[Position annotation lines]
.....

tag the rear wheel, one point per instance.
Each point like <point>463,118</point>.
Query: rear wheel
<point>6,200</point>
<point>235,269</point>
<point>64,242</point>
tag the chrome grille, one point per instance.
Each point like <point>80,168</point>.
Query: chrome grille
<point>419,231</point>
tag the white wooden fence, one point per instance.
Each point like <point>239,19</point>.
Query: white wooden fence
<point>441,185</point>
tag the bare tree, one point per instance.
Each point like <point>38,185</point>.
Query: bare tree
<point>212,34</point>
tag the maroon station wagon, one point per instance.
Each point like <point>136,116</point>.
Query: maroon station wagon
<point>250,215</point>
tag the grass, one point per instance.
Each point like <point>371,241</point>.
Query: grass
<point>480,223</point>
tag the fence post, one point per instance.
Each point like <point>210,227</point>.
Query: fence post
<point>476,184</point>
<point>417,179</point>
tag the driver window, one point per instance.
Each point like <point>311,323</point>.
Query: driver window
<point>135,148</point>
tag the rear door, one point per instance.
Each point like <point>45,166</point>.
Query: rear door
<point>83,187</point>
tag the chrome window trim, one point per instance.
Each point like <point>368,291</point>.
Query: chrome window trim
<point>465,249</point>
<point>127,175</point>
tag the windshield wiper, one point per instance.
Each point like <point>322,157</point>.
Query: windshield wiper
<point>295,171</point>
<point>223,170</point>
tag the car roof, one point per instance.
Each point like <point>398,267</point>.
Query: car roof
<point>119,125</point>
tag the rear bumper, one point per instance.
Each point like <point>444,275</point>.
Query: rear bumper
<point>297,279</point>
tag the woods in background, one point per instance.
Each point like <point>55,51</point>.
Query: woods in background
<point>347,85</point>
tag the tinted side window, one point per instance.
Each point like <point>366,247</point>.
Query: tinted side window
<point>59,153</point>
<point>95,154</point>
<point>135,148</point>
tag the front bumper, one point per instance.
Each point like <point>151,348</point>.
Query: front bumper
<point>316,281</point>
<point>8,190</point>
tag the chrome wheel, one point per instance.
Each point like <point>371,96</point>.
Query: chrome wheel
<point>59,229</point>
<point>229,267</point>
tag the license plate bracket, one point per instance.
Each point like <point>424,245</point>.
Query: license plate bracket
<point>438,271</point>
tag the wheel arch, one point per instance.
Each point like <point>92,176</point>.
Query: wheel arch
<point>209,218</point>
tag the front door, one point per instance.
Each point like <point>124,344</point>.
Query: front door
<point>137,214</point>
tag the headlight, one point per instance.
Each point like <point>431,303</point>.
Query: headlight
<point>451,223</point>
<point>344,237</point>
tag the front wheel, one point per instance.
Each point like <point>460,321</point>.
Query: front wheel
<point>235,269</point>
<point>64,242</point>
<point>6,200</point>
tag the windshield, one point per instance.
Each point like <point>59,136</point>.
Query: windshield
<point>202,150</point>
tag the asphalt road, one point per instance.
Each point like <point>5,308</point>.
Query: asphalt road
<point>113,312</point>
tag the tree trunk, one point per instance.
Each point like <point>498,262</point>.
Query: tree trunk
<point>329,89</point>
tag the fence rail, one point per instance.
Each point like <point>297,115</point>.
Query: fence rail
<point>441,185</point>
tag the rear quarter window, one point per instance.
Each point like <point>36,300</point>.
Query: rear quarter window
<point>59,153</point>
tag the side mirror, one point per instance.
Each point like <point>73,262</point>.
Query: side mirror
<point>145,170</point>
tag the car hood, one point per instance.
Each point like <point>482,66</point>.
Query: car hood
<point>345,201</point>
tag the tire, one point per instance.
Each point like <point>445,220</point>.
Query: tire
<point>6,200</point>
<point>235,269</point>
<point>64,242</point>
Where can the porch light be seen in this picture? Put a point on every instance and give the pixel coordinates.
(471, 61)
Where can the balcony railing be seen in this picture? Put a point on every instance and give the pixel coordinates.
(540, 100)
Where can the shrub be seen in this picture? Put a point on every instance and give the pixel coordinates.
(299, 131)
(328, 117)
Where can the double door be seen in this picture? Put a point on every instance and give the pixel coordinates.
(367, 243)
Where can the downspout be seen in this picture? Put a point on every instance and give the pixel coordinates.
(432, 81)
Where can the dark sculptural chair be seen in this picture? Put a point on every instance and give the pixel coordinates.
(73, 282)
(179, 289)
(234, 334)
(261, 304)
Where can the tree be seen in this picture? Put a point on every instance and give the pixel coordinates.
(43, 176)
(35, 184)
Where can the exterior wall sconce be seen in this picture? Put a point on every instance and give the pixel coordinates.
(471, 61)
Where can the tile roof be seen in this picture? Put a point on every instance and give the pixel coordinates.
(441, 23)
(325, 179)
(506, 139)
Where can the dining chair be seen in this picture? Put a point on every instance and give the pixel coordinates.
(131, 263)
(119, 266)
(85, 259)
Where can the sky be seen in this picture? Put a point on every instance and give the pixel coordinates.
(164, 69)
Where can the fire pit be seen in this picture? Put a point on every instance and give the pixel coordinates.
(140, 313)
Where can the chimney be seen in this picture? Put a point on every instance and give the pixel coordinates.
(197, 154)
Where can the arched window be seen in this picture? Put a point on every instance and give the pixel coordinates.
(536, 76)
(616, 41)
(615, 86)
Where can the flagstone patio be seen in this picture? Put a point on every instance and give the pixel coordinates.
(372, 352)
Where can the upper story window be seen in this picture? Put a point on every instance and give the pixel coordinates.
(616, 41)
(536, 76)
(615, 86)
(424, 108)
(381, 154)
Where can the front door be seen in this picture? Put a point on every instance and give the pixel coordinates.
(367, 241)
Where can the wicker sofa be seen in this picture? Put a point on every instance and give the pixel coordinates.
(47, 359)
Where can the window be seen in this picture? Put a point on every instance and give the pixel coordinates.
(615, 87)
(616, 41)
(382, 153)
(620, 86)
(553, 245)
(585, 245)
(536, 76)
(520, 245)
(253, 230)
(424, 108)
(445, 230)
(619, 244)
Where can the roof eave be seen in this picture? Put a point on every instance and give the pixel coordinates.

.....

- [Requirements] Quote all of the lines above word for word.

- [Output of the exercise]
tag the rear wheel, one point per instance.
Each point like <point>463,118</point>.
Query: rear wheel
<point>6,200</point>
<point>235,269</point>
<point>64,242</point>
tag the chrome grille, one point per instance.
Each point like <point>80,168</point>.
Query: chrome grille
<point>419,231</point>
tag the white wooden fence, one point per instance.
Each point like <point>239,19</point>.
Query: white wooden fence
<point>441,185</point>
tag the bare tree, one point per instance.
Each point like <point>38,185</point>.
Query: bare tree
<point>212,34</point>
tag the maroon station wagon, one point per instance.
Each point like <point>136,116</point>.
Query: maroon station wagon
<point>250,215</point>
tag the grass, one point per instance.
Each point like <point>371,241</point>.
Query: grass
<point>480,223</point>
tag the fence post, one point per instance.
Each point like <point>210,227</point>.
Query: fence post
<point>476,184</point>
<point>417,179</point>
tag the driver window, one point per instance.
Each point like <point>311,323</point>.
Query: driver window
<point>135,148</point>
tag the rear door, one point per instance.
Each point like <point>45,166</point>.
Query: rear door
<point>83,187</point>
tag the chrome window trim, one point per instance.
Each point like <point>368,291</point>.
Query: chrome window trim
<point>465,249</point>
<point>127,175</point>
tag the windshield wiper, one point per instance.
Each point like <point>322,157</point>.
Query: windshield wiper
<point>295,171</point>
<point>223,170</point>
tag the car roof, one point per instance.
Each point like <point>398,267</point>.
Query: car roof
<point>119,125</point>
tag the rear bumper, one point per instance.
Each point like <point>444,275</point>.
Query: rear bumper
<point>297,279</point>
tag the woods in background, one point per instance.
Each point like <point>55,51</point>.
Query: woods in background
<point>347,85</point>
tag the tinted side window, one point per instance.
Each point like <point>366,247</point>.
Query: tinted side window
<point>59,153</point>
<point>95,154</point>
<point>135,148</point>
tag the front bumper, one point per instance.
Each point like <point>151,348</point>.
Query: front bumper
<point>316,281</point>
<point>8,190</point>
tag the chrome wheel, one point per instance.
Each point like <point>371,96</point>.
Query: chrome wheel
<point>59,229</point>
<point>229,267</point>
tag the license plate bracket, one point per instance.
Each point like <point>424,245</point>.
Query: license plate bracket
<point>438,271</point>
tag the wheel arch, one point per instance.
Each point like <point>92,176</point>.
Query: wheel arch
<point>209,218</point>
tag the front door, one point per instance.
Each point like <point>124,344</point>.
Query: front door
<point>137,214</point>
tag the headlight, one point per instance.
Each point like <point>431,303</point>.
Query: headlight
<point>451,223</point>
<point>344,237</point>
tag the front wheel, one point per instance.
Each point like <point>460,321</point>.
Query: front wheel
<point>235,269</point>
<point>64,242</point>
<point>6,200</point>
tag the windshield, one point per instance.
Each point like <point>59,136</point>.
Query: windshield
<point>202,150</point>
tag the asphalt road, one point per instance.
Each point like <point>5,308</point>.
Query: asphalt road
<point>113,312</point>
tag the tree trunk, one point per instance.
Each point like <point>498,262</point>.
Query: tree trunk
<point>329,89</point>
tag the fence rail, one point per instance.
Each point like <point>297,115</point>.
Query: fence rail
<point>441,185</point>
tag the rear quarter window, one point per instance.
Each point like <point>36,300</point>.
Query: rear quarter window
<point>59,153</point>
tag the side mirror, one point per instance.
Each point like <point>73,262</point>.
Query: side mirror
<point>145,170</point>
tag the car hood, one point per instance.
Each point like <point>482,66</point>.
Query: car hood
<point>345,201</point>
tag the tire, one point per instance.
Each point like <point>445,220</point>.
Query: tire
<point>6,200</point>
<point>235,269</point>
<point>64,242</point>
Where can the porch light be seen in this picture? Put a point on every instance and give the pixel coordinates.
(471, 61)
Where can the balcony railing be seen in this picture? Put a point on every instance and give the pixel coordinates.
(540, 100)
Where can the shrub be seen in this picture? Put a point on every instance and give the pixel coordinates.
(299, 131)
(328, 117)
Where can the double door be seen in this picture? Put a point on every instance and give the pixel coordinates.
(367, 243)
Where can the downspout be seen in this picture? Put a point on every instance and give the pixel coordinates.
(432, 81)
Where can the dark sculptural chair be seen in this picture? Put a point on every instance and give the pixel coordinates.
(73, 282)
(179, 289)
(234, 334)
(261, 304)
Where can the tree be seen in this picture? Put a point on every instance and give the pixel coordinates.
(43, 176)
(35, 184)
Where can the exterior wall sconce be seen in this picture? Put a point on every instance and give the pixel coordinates.
(471, 61)
Where can the tile roof be seen in this picture? Put a point on every instance and give the pixel coordinates.
(441, 23)
(325, 179)
(506, 139)
Where can the dining chair be seen in this picture? Put a point on every instance and give the pixel coordinates.
(131, 263)
(119, 266)
(85, 259)
Where can the sky be seen in this picture? Put a point on every instance and give the pixel coordinates.
(164, 69)
Where can the fire pit be seen in this picture? Put a point on every instance and give the pixel coordinates.
(140, 313)
Where can the chimney be seen in this picture? Put a point on every instance and give the pixel coordinates.
(197, 154)
Where can the arched window be seen in this picture? Put a point on every instance and give the pixel coordinates.
(536, 76)
(616, 41)
(615, 86)
Where can the flagstone patio be seen in this picture? Put a point on every instance and give the pixel coordinates.
(372, 352)
Where can the upper story window be seen in this picture? Put a point on every instance and give the pixel coordinates.
(616, 41)
(536, 76)
(615, 86)
(424, 108)
(381, 154)
Where can the front door be seen in this picture? Put a point on every instance and give the pixel coordinates.
(367, 241)
Where can the wicker sofa be seen in this picture? Put a point on every instance and give the pixel coordinates.
(47, 359)
Where can the window be seen in this picture? Put a point on every instance and give the pixel coordinates.
(615, 87)
(616, 41)
(382, 153)
(620, 86)
(553, 245)
(585, 245)
(536, 76)
(520, 245)
(253, 230)
(424, 108)
(445, 230)
(619, 244)
Where can the roof eave be seen in this picture? Put a point on every instance and give the pixel coordinates.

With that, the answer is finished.